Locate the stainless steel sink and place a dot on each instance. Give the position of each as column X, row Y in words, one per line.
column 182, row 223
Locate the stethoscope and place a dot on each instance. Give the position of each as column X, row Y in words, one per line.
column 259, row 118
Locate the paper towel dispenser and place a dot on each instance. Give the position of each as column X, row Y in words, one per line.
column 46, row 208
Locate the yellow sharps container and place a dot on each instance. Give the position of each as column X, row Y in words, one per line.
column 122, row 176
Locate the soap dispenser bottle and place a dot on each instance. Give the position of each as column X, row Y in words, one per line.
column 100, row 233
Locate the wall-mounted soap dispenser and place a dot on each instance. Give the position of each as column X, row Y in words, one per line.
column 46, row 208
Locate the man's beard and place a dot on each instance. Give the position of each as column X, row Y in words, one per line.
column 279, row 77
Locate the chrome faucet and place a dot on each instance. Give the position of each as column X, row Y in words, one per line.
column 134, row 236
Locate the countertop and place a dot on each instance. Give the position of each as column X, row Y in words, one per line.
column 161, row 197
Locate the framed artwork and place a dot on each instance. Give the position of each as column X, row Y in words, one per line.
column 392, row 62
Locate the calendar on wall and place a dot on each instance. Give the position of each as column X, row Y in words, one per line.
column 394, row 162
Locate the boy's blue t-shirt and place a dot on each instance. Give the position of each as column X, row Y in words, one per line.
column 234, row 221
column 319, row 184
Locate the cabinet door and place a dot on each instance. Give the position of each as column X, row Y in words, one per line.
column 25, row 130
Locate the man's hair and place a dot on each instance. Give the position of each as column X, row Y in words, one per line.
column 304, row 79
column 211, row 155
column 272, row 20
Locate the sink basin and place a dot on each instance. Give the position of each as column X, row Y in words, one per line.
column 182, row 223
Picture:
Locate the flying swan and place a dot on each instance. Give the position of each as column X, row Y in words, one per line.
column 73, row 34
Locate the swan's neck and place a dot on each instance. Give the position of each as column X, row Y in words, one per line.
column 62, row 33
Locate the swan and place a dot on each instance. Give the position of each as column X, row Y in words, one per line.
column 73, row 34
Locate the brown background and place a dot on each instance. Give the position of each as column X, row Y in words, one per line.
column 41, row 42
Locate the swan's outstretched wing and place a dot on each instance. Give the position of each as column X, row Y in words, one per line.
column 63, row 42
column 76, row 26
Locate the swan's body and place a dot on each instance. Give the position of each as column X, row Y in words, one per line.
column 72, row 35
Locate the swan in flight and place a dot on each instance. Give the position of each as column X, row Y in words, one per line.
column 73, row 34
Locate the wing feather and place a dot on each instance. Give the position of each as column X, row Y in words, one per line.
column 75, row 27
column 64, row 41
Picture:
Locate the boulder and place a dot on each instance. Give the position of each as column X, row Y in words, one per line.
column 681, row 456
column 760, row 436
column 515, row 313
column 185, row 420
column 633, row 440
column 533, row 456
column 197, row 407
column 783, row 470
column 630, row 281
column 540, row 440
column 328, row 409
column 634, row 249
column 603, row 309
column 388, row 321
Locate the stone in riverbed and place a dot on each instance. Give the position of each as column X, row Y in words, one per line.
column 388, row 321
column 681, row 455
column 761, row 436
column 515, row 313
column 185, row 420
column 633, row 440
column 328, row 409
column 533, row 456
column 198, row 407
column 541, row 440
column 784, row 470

# The problem
Arrange the lines of the records from the line containing "Locate the man's beard" up to and including the line containing "column 134, row 236" as a Markdown table with the columns No. and Line. Number the rows and leave out blank lines.

# Solved problem
| No. | Line |
|---|---|
| 1 | Locate the man's beard and place a dot on each instance. Give the position of each as column X, row Y in words, one per line. |
| 2 | column 279, row 77 |
| 3 | Locate the chrome faucet and place a dot on each instance. Give the position of each as column X, row Y in words, one per line. |
| 4 | column 134, row 236 |